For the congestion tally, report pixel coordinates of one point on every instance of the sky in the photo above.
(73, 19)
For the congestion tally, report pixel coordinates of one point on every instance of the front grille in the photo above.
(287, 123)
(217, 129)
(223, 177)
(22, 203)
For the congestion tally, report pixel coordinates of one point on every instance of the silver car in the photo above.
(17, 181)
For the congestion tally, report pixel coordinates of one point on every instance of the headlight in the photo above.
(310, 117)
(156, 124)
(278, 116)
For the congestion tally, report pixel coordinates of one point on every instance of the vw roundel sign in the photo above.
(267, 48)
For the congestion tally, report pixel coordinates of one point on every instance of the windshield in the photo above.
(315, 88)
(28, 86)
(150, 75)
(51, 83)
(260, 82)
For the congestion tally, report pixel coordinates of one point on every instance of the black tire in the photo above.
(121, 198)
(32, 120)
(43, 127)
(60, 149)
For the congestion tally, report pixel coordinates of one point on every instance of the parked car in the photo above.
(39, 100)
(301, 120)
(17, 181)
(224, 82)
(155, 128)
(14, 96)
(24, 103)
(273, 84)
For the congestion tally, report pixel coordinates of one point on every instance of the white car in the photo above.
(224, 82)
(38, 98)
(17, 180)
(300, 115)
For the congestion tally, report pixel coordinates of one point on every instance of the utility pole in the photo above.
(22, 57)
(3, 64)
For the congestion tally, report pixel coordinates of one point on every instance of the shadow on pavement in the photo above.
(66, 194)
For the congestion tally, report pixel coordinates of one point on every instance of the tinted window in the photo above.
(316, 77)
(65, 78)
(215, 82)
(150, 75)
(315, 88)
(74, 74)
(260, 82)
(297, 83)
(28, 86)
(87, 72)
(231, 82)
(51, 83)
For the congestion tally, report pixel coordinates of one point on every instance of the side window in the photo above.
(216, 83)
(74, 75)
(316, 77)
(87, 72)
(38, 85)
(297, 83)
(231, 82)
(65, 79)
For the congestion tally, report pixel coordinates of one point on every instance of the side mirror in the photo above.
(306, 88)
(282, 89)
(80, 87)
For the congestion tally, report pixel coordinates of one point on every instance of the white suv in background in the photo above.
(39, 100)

+ + + + + + +

_What you are asked to do:_ From the first line to the last, retype the data exactly.

_In response:_
For the congestion tally, report pixel coordinates of one point on every instance of the sky in the photo above.
(73, 19)
For the congestion tally, report pixel coordinates of one point on every instance of the front grille in the photo above.
(287, 123)
(217, 129)
(223, 177)
(22, 203)
For the congestion tally, report pixel coordinates of one point on every instance of the silver car in the photo above.
(17, 181)
For the congestion tally, report pixel coordinates of one point on every instance of the headlight in the photo above.
(310, 117)
(156, 124)
(278, 116)
For the congestion tally, report pixel coordinates of one point on every instance of the vw roundel sign in the photo above.
(267, 48)
For the congestion tally, report pixel coordinates of one point on every instance of the windshield in the photo above.
(315, 88)
(28, 86)
(150, 75)
(51, 83)
(260, 82)
For the congestion tally, report pixel coordinates of one point on every instance of the black tire in the photo above.
(121, 198)
(32, 120)
(43, 127)
(60, 149)
For the congestion tally, report pixel coordinates of one point on every instance of the parked car in the photo above.
(39, 100)
(301, 120)
(17, 181)
(224, 82)
(155, 128)
(14, 96)
(24, 103)
(273, 84)
For the congestion tally, report pixel coordinates of one point on every instance of the white car in the photo above.
(224, 82)
(38, 98)
(17, 180)
(300, 115)
For the congestion tally, report pixel coordinates of one point on every instance of the utility pole in the photo above.
(22, 57)
(3, 64)
For the congestion tally, report pixel coordinates of one point on every instance of the shadow on pavement in the photo above.
(66, 194)
For the congestion tally, report pixel coordinates of one point on every instance of the tinted window in the photo above.
(316, 77)
(65, 78)
(215, 82)
(150, 75)
(315, 88)
(74, 74)
(260, 82)
(297, 83)
(28, 86)
(87, 72)
(231, 82)
(51, 83)
For the congestion tally, report pixel coordinates of one point on every instance of the side window in the photo above.
(216, 83)
(74, 75)
(316, 77)
(87, 72)
(38, 85)
(297, 83)
(231, 82)
(65, 79)
For the congestion tally, report pixel coordinates of one point on every instance of the side mirror in the photo above.
(306, 88)
(282, 89)
(80, 87)
For the congestion tally, report pixel coordinates of one point on every instance of the white suv in background in the photo above.
(39, 100)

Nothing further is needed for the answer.